--- Problems to work on ---
1 - Condense the paragraph of the ClickHouse backup guide that begins "Analytics databases have different backup requirements" into a short bulleted list that keeps its main facts.
2 - Pull out every line of the records that contains the string "crouching".

--- Extract ---
================================
How to Back Up ClickHouse: Complete Backup Guide

ClickHouse processes billions of rows per second and compresses data aggressively, which makes it excellent for analytics. It also means losing that data is catastrophic. Rebuilding an analytics dataset from source systems -- event pipelines, CDC streams, log aggregators -- can take days or weeks, assuming the source data even still exists. A solid backup strategy is not optional.

This guide covers how to back up ClickHouse in production: the tooling, storage targets, scheduling, retention, restore procedures, and the mistakes that catch people off guard.

Why Backups Matter for Analytics Databases

Analytics databases have different backup requirements than transactional databases. With PostgreSQL, you worry about losing the current state of business data. With ClickHouse, the concern is volume. A typical ClickHouse deployment holds tens of terabytes of compressed data. The raw, uncompressed source data is often 5-10x larger and may no longer be available in the original pipeline.

Specific risks that backups protect against:

Accidental DROP TABLE or TRUNCATE -- ClickHouse does not have a recycle bin. These operations are immediate and irreversible.
================================
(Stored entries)
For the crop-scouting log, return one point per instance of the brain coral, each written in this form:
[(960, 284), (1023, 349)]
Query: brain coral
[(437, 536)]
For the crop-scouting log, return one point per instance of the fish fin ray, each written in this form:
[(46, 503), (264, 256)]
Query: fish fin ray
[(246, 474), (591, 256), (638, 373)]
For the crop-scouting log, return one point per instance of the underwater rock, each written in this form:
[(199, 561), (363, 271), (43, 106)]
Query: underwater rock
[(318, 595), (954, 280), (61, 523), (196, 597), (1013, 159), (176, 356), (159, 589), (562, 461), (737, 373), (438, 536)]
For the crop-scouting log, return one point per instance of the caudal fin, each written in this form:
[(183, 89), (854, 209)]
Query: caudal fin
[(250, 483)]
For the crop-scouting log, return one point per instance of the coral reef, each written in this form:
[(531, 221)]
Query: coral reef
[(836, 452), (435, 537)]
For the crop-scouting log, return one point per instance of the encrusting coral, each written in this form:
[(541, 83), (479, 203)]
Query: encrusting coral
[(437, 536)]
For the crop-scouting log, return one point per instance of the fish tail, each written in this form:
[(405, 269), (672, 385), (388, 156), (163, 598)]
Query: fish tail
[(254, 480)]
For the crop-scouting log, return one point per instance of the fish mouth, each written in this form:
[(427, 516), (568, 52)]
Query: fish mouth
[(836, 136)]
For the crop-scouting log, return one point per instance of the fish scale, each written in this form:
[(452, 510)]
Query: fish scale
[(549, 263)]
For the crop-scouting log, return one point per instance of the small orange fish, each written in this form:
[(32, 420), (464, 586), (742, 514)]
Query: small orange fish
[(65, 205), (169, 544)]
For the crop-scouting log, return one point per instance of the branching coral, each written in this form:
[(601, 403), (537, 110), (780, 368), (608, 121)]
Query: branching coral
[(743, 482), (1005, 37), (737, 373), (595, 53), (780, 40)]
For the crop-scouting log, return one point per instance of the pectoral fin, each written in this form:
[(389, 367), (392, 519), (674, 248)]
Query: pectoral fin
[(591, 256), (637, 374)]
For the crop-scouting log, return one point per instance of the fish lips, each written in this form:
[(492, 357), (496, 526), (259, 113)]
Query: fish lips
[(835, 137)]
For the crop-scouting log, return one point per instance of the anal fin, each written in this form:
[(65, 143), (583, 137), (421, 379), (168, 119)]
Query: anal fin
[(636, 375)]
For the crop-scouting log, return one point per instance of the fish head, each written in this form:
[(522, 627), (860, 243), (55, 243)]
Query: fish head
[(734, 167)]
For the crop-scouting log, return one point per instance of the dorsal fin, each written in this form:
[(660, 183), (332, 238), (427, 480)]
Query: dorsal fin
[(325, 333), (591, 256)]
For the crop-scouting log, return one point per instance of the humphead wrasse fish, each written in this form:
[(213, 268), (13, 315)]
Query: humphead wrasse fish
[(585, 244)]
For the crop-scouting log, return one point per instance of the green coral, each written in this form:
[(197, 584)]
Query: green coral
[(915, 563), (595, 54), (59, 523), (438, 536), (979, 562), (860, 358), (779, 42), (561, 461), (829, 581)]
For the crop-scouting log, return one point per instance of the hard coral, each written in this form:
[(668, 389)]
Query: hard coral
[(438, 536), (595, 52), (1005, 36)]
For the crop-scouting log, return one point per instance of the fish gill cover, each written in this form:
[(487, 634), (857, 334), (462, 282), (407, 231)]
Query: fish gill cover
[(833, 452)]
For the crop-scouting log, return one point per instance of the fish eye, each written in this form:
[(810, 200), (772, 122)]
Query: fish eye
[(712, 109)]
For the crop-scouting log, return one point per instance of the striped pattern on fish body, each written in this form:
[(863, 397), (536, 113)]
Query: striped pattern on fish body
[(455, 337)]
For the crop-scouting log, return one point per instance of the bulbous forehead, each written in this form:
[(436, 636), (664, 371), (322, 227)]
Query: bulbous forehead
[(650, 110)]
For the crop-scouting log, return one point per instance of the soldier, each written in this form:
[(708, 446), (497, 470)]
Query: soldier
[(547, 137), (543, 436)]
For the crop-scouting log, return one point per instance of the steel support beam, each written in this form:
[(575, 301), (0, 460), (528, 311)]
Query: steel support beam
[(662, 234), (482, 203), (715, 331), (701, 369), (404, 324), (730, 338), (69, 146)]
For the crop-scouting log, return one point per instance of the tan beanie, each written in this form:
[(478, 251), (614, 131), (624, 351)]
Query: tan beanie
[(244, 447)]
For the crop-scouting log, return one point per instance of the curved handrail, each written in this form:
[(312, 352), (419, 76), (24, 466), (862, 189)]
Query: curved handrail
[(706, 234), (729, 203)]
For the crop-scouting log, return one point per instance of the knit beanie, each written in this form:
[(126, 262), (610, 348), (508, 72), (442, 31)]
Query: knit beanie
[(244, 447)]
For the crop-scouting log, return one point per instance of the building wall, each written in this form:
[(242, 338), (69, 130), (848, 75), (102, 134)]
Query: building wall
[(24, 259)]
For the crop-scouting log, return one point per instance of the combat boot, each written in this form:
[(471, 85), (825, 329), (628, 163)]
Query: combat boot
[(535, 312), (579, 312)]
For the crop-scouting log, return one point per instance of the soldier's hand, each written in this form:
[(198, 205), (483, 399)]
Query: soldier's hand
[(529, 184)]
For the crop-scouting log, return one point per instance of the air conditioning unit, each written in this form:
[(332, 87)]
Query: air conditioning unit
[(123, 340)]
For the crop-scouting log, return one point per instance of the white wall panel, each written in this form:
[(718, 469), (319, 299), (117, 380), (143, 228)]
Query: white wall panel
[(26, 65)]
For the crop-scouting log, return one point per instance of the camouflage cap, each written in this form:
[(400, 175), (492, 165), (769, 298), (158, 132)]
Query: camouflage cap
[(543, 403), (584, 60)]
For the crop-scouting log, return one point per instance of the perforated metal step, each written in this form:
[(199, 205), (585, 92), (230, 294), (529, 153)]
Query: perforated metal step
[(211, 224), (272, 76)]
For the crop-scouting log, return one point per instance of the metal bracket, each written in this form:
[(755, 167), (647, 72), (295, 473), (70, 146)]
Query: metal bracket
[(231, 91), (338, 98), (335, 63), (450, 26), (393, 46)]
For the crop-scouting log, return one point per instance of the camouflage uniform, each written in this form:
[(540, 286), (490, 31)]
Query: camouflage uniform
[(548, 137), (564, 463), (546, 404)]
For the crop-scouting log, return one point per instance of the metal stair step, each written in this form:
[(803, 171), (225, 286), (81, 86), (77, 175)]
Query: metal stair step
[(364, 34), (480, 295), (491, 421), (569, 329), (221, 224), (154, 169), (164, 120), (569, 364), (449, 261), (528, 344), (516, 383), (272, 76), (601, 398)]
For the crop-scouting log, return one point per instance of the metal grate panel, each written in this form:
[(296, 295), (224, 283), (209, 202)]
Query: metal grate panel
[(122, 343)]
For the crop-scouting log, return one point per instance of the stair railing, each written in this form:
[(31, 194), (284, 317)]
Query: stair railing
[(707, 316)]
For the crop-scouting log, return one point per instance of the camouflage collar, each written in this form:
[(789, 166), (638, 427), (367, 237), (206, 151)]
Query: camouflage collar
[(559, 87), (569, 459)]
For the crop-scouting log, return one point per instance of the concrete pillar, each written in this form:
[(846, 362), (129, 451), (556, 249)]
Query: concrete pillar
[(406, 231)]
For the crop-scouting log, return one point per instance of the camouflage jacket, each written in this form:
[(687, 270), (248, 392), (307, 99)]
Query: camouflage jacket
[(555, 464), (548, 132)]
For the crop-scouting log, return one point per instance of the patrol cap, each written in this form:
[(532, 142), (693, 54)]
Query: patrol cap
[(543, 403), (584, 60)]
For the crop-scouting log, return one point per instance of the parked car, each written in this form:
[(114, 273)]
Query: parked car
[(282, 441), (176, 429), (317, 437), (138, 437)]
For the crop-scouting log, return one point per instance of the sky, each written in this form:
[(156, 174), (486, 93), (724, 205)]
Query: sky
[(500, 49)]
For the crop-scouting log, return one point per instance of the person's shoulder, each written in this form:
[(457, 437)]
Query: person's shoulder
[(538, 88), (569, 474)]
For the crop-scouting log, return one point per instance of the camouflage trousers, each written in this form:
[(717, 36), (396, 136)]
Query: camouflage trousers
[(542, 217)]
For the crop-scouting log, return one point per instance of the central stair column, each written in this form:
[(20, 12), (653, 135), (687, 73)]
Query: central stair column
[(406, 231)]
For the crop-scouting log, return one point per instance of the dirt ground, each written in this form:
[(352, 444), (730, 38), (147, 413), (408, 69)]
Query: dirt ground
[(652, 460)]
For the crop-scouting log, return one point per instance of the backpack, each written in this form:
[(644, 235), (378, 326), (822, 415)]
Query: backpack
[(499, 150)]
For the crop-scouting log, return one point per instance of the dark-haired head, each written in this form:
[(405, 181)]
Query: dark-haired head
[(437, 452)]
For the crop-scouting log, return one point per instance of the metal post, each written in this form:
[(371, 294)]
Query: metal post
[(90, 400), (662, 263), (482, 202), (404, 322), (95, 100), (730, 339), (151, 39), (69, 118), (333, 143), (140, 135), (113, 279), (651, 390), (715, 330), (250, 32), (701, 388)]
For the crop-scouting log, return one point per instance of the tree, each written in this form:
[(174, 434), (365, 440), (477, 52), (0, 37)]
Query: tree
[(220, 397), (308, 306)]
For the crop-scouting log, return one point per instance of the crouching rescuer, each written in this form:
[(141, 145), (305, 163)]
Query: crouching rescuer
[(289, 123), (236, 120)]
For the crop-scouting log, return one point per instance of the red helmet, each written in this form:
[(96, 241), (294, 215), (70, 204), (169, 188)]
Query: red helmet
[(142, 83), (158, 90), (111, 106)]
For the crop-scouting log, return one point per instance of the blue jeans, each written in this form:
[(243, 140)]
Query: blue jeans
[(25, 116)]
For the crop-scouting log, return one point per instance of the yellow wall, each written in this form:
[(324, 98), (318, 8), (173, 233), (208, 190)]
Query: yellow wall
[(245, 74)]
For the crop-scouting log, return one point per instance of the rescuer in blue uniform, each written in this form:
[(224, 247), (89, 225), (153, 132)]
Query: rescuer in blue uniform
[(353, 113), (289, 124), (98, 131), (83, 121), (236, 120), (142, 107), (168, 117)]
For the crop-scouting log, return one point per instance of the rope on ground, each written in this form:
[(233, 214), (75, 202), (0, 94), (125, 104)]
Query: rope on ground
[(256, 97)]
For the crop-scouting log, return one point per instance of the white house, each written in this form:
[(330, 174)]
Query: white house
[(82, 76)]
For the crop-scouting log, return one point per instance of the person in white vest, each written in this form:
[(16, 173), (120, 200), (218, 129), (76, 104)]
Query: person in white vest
================================
--- Task-by-task solutions ---
1 -
- Analytics databases have different backup requirements than transactional databases.
- With PostgreSQL, the worry is losing the current state of business data.
- With ClickHouse, the concern is volume: a typical deployment holds tens of terabytes of compressed data.
- The raw, uncompressed source data is often 5-10x larger and may no longer be available in the original pipeline.

2 -
For the crop-scouting log, return one point per instance of the crouching rescuer, each written in this form:
Query: crouching rescuer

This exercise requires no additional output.